__INSTRUCTIONS FOR THE TASK__
Transcribe the records exactly from the line with "Would you mind pointing out the van side" to the end, both included.

__RECORDS FOR THIS TASK__
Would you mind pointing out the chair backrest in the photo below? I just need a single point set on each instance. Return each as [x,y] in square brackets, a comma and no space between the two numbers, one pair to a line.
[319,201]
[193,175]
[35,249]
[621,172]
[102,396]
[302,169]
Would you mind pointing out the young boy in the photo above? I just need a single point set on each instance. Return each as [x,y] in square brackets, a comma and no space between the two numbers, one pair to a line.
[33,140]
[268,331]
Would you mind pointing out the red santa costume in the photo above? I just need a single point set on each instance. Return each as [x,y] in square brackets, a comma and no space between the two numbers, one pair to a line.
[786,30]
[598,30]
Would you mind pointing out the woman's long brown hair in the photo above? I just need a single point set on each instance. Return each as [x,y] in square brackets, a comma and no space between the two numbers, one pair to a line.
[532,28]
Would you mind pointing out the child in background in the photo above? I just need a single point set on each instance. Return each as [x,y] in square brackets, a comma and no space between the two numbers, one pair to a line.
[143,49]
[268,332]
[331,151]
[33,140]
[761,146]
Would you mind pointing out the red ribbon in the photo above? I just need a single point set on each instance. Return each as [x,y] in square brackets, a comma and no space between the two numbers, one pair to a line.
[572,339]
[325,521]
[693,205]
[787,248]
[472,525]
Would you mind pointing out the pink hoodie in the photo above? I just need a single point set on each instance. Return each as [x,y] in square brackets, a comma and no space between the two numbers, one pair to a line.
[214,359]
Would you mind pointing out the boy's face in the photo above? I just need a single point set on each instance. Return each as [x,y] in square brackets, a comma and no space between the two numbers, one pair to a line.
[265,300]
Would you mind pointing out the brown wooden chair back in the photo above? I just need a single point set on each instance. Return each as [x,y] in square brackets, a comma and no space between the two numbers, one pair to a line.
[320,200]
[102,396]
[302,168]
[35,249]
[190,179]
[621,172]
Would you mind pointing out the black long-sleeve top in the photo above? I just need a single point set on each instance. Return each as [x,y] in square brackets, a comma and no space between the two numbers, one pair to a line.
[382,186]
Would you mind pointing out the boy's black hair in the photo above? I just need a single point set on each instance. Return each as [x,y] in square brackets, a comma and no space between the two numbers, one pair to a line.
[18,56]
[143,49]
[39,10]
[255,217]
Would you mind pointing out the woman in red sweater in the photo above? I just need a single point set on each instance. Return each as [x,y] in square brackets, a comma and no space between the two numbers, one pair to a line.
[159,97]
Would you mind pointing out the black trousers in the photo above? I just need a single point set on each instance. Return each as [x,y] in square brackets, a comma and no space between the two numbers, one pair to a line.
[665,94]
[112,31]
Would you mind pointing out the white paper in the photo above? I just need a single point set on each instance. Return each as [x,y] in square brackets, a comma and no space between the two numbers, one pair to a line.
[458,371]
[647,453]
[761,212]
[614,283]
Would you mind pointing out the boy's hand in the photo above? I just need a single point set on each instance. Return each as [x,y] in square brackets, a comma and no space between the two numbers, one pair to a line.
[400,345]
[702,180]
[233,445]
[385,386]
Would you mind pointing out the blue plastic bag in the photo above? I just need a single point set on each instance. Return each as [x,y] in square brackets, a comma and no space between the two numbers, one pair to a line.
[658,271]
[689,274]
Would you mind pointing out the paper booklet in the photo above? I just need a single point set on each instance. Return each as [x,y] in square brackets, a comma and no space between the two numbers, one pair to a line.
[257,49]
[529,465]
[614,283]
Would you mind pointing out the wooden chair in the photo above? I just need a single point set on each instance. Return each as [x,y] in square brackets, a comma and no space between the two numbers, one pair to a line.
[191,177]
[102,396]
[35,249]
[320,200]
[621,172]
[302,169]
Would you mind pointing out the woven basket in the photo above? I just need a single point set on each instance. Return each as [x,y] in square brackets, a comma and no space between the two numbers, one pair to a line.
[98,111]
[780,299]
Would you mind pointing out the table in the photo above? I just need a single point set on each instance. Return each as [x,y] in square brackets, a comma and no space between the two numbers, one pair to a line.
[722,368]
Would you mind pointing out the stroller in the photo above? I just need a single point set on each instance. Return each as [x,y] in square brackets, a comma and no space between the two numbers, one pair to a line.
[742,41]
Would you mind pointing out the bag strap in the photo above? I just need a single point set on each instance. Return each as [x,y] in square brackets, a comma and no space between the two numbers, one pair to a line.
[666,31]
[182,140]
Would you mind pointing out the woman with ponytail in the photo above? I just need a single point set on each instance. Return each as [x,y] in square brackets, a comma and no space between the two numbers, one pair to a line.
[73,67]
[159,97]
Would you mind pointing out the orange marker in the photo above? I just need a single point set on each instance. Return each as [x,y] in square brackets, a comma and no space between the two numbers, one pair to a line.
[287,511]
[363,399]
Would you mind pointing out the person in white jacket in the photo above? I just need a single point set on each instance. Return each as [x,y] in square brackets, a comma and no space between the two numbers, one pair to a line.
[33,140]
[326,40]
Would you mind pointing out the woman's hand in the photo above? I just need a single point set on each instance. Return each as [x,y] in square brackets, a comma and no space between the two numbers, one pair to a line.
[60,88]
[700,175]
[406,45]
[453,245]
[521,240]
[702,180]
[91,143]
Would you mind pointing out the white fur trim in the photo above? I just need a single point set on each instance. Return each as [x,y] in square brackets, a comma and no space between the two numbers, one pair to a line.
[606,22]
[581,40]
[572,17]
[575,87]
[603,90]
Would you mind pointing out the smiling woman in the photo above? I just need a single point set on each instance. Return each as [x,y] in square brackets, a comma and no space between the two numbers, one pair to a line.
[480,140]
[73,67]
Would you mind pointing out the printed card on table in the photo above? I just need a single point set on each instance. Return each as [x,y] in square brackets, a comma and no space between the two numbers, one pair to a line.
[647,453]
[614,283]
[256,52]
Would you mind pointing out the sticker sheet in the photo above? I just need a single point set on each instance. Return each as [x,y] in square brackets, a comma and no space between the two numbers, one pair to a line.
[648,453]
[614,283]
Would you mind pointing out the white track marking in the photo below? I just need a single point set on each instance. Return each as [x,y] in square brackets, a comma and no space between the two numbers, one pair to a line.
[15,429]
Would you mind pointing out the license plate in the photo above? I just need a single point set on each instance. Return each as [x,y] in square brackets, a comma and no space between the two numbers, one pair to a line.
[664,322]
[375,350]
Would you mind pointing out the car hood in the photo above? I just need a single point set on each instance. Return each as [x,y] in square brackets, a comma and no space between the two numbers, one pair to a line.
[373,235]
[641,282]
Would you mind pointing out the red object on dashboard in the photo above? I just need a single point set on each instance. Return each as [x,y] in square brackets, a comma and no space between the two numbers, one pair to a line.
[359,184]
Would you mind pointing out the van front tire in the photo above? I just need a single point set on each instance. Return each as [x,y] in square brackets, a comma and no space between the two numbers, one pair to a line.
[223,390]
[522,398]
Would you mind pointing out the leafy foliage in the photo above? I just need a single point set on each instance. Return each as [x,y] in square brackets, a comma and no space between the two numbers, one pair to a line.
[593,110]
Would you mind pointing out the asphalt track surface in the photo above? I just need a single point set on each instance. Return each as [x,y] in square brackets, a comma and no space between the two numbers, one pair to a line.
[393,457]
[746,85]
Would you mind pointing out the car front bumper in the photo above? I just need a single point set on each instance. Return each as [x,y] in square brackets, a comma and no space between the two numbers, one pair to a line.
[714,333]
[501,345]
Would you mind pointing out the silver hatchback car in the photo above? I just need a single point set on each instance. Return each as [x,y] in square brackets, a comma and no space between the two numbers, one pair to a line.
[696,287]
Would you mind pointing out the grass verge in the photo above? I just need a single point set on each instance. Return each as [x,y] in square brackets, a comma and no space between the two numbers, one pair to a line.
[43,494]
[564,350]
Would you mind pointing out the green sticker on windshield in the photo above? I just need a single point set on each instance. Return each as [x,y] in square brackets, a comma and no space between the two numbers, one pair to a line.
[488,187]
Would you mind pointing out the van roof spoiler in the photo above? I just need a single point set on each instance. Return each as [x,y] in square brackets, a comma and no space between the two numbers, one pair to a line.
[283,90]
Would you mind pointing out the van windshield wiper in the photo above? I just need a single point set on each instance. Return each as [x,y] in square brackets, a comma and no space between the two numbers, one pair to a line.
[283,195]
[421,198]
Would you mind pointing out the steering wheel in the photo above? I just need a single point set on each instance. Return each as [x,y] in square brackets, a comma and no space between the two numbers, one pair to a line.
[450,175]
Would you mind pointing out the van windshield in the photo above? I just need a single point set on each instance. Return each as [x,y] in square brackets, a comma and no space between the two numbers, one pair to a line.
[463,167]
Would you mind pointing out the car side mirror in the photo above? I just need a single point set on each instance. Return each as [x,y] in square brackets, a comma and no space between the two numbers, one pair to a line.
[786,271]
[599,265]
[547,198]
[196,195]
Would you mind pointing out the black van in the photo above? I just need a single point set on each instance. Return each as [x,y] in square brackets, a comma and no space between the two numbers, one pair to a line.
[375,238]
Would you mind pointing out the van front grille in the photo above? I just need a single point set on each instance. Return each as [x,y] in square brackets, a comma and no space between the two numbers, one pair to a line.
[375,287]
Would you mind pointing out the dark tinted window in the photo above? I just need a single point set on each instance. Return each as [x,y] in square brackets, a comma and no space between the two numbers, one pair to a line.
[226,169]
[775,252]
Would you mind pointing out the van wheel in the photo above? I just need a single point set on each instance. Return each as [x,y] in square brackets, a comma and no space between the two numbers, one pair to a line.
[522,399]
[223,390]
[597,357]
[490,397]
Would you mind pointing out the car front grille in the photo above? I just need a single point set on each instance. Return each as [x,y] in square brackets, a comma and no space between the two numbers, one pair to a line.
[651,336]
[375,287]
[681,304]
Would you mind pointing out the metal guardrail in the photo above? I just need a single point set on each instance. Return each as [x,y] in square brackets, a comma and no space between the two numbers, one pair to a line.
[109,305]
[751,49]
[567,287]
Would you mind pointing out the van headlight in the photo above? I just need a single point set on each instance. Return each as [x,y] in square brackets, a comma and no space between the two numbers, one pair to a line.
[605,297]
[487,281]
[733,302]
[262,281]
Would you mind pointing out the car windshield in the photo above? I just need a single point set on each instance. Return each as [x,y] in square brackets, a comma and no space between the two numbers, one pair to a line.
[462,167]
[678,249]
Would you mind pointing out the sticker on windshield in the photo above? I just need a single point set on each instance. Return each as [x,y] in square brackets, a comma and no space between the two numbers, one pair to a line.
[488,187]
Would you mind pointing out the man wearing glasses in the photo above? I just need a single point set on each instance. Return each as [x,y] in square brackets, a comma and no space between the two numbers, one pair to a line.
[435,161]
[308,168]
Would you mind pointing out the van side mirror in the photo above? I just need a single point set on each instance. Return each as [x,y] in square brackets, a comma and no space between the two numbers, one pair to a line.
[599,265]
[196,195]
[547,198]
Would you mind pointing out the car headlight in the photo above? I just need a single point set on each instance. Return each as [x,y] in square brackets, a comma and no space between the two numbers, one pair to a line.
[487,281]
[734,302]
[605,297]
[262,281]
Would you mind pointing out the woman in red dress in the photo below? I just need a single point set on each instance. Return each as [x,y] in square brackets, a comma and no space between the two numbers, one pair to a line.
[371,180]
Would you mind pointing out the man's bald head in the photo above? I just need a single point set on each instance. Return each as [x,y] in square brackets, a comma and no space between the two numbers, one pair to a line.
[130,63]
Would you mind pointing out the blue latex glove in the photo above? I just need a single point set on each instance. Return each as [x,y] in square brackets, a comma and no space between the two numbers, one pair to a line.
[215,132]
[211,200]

__TASK RESPONSE__
Would you mind pointing out the van side mirror in the photo above? I just need a single point set on each instance. Return each as [x,y] in square brackets, a comma and no space between the two numbers, one pair to a line.
[599,265]
[196,195]
[547,198]
Would you mind pointing out the car headlight in the photo above? I just need a single point set on each instance. Return each as [x,y] in square brackets, a comma and no space between the two numbers, one pair to a line.
[487,281]
[734,302]
[605,297]
[262,281]
Would you mind pointing out the woman in red dress in the photo below? I just need a single point set on each instance. Return each as [x,y] in square brackets, a comma and no space between the two numbers, one pair to a line.
[371,180]
Would you mind pointing out the man's bald head in the photo above? I just need a single point set on each instance. Return each as [x,y] in square brackets, a comma and no space between the two numbers, one pair to a line.
[130,63]
Would you mind pointing out the blue latex glove in the photo above? I just need a single point set on each instance. Return each as [x,y] in square brackets, a comma and no space between the two numbers, one pair to a line.
[215,132]
[211,200]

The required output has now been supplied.